11 minutes read

You already know that comments are very useful to explain the inner logic of your code and clarify implicit steps. Comments are intended for other people working on your program. However, there can also be people who will just use your program and they won't need to look through the code and understand all the implementation details. They will need to learn how to use a certain function, a module, etc. So, to briefly describe the object's functionality and how to use it, you can provide a general description via a docstring, the main unit of documenting in Python.

In this topic, we will take a look at what is considered documentation in Python. Moreover, docstrings have several Python Enhancement Proposals dedicated to them, so we will also sum up the conventions of PEP 257 and PEP 287.

What is a docstring?

Docstring (documentation string) is a string literal. It is written as the first statement in the definition of a module, a class, a method, a function, etc., and briefly describes its behavior and how you can use it, what parameters you should pass to the function.

Let's take one example right away! Python has a built-in statistics module. It contains several functions for data statistics; all of them have descriptions in the docs. For example, the source code for the function median() , and everything within """ """ (triple-double quotes) is actually the docstring describing the function.

def median(data):
    """Return the median (middle value) of numeric data.

    When the number of data points is odd, return the middle data point.
    When the number of data points is even, the median is interpolated by
    taking the average of the two middle values:

    >>> median([1, 3, 5])
    3
    >>> median([1, 3, 5, 7])
    4.0

    """
    data = sorted(data)
    n = len(data)
    if n == 0:
        raise StatisticsError("no median for empty data")
    if n%2 == 1:
        return data[n//2]
    else:
        i = n//2
        return (data[i - 1] + data[i])/2

This docstring contains a description of what the function does and its expected behavior towards the values passed to it. Note that triple-double quotes are the conventional punctuation signs to indicate a docstring in Python, and the annotation should start with a capital letter and end with a period, as recommended by PEP 257. What is more, just like a comment, each line in a docstring should be no longer than 72 characters.

We can access docstrings without reading the source code: for example, by using the __doc__ attribute:

import statistics

statistics.median.__doc__
# Return the median (middle value) of numeric data.
#
#    When the number of data points is odd, return the middle data point.
#    When the number of data points is even, the median is interpolated by
#    taking the average of the two middle values:
#
#    >>> median([1, 3, 5])
#    3
#    >>> median([1, 3, 5, 7])

Directives:
[1] Return, word for word, the passage of the docstrings tutorial from "You already know" to "is a docstring?".
[2] Write the next part of the Python docstrings tutorial, picking up right after its last line.

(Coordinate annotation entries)

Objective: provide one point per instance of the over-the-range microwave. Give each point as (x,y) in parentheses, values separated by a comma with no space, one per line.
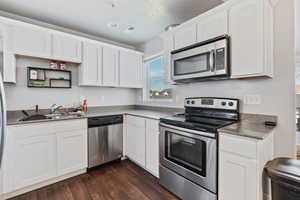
(208,60)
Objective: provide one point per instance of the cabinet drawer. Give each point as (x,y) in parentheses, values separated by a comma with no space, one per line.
(237,145)
(152,125)
(135,121)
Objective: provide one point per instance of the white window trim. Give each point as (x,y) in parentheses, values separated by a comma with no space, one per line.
(146,97)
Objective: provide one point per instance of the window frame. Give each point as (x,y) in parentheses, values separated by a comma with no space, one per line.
(146,93)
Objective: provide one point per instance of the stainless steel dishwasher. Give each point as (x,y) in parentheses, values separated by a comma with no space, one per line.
(105,139)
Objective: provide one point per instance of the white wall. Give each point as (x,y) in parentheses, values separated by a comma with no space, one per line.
(277,94)
(19,96)
(297,22)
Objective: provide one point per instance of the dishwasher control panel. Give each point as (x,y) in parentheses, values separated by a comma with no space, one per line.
(105,120)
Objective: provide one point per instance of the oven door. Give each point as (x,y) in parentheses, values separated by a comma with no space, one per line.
(191,154)
(197,62)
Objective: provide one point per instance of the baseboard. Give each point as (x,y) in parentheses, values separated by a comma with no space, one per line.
(42,184)
(141,166)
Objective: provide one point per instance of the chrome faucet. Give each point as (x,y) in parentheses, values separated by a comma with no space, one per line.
(54,108)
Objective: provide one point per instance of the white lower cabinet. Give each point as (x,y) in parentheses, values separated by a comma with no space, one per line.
(237,177)
(72,151)
(142,142)
(34,160)
(152,146)
(241,164)
(136,144)
(40,152)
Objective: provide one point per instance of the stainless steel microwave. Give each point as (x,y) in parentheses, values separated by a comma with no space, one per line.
(203,61)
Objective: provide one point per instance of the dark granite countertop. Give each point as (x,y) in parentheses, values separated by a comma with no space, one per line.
(14,118)
(251,125)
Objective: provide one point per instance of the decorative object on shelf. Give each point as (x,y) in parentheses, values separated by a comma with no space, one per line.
(33,74)
(53,64)
(62,65)
(48,78)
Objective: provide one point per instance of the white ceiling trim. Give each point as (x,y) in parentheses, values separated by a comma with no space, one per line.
(62,29)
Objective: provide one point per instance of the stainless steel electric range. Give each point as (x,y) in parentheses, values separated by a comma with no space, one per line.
(188,147)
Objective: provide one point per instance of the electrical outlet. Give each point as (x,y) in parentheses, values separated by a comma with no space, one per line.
(252,99)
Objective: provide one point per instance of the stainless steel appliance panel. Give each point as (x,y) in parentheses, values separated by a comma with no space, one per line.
(208,59)
(182,187)
(105,144)
(2,120)
(205,176)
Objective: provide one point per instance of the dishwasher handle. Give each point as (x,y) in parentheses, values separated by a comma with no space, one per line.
(104,121)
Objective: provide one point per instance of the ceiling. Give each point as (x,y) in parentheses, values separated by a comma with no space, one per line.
(148,17)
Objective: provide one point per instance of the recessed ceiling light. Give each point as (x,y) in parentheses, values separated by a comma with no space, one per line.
(113,25)
(129,29)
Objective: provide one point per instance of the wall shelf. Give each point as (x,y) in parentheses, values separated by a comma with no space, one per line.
(49,78)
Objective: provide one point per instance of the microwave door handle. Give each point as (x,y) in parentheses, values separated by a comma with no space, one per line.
(212,60)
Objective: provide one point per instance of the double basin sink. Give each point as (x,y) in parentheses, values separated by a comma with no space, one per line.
(56,116)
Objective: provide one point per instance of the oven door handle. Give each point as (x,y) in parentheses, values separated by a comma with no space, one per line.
(212,60)
(200,133)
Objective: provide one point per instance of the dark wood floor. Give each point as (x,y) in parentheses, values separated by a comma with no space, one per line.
(116,181)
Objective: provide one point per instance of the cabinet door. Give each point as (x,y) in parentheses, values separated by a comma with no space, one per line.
(152,146)
(72,151)
(246,31)
(136,144)
(110,66)
(135,139)
(168,41)
(130,69)
(34,160)
(237,177)
(66,48)
(90,69)
(212,26)
(31,41)
(185,36)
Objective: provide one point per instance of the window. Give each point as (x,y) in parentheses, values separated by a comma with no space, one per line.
(158,88)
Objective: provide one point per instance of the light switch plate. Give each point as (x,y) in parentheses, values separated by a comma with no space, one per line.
(252,99)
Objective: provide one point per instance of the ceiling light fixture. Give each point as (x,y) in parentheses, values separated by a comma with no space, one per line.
(113,25)
(129,29)
(170,27)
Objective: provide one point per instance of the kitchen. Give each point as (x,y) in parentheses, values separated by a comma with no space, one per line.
(256,89)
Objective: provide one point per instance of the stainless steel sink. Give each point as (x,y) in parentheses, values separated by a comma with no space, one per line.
(35,117)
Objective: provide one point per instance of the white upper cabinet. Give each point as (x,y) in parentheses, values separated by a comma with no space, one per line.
(91,67)
(185,35)
(130,69)
(251,31)
(249,24)
(110,67)
(168,42)
(66,48)
(247,38)
(31,41)
(212,26)
(7,58)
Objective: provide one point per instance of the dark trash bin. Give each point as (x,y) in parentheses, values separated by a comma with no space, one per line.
(285,178)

Answers for this exercise:
[1]
You already know that comments are very useful to explain the inner logic of your code and clarify implicit steps. Comments are intended for other people working on your program. However, there can also be people who will just use your program and they won't need to look through the code and understand all the implementation details. They will need to learn how to use a certain function, a module, etc. So, to briefly describe the object's functionality and how to use it, you can provide a general description via a docstring, the main unit of documenting in Python.

In this topic, we will take a look at what is considered documentation in Python. Moreover, docstrings have several Python Enhancement Proposals dedicated to them, so we will also sum up the conventions of PEP 257 and PEP 287.

What is a docstring?

[2]
#    4.0

Alternatively, we can call the help() function on the object:

help(statistics.median)
# Help on function median in module statistics:
# 
# median(data)
#    Return the median (middle value) of numeric data.
#    
#    When the number of data points is odd, return the middle data point.
#    When the number of data points is even, the median is interpolated by
#    taking the average of the two middle values:
#    
#    >>> median([1, 3, 5])
#    3
#    >>> median([1, 3, 5, 7])
#    4.0

The help() function also allows you to access a docstring for the object without importing it. To do so, you just need to pass its name in quotes: for example, help('statistics.median').

Now let's move further and learn more about docstrings.

Types of docstrings

The two main types of documentation strings in Python are one-liners and multi-liners. In the previous example, the docstring for the median() function is a multi-line docstring. However, the very first line of it can be regarded as a one-liner itself:

# Return the median (middle value) of numeric data.

One-line docstrings are a sort of quick summary for your object, it is the shortest description. Ideally, they are easy to understand for any person who uses something in your program for the first time. Generally, it is better to provide a multi-line description, but in some obvious cases that don't require further explanation, one-liners can be acceptable.

Naturally, multi-line docstrings should contain a more detailed description. For example, the median docstring includes the function outline and two cases of implementation. The structure of multi-line docstrings can be summed up as:

  • A brief one-line description of the object's purpose;

  • A more elaborate explanation of the functionality, for instance, a list of classes a module has or usage examples.

Now, let's try to write a docstring!

One-line docstrings for functions and methods

First, let's create a small example with a one-line string. Below, we declare the count_factorial() function and specify what it does in triple double-quotes right after the declaration:

def count_factorial(num):
    """Return the factorial of the number."""
    if num == 0:
        return 1
    else:
        return num * count_factorial(num - 1)

Under PEP 257, you should follow the next conventions for docstrings for functions and methods:

  • The opening and the closing quotes should be on the same line.

  • There should be no empty strings either before or after the docstring.

  • Your description should be imperative, that's why we need the wordings like """Return the factorial.""" or """Return the number.""" instead of """Returns the number.""" or """It returns the number.""".

  • The description is not a scheme that repeats the object's parameters and return values, like """count_factorial(num) -> int.""".

As in the example with median(), we can access the annotation via __doc__.

print(count_factorial.__doc__)
# Return the factorial of the number.

If you have backslashes in your docstring, you should also wrap it with the r prefix, for example, as in r"""A \new example with \triple double-quotes.""". Otherwise, the combination of a backslash and a letter will be handled as an escape sequence.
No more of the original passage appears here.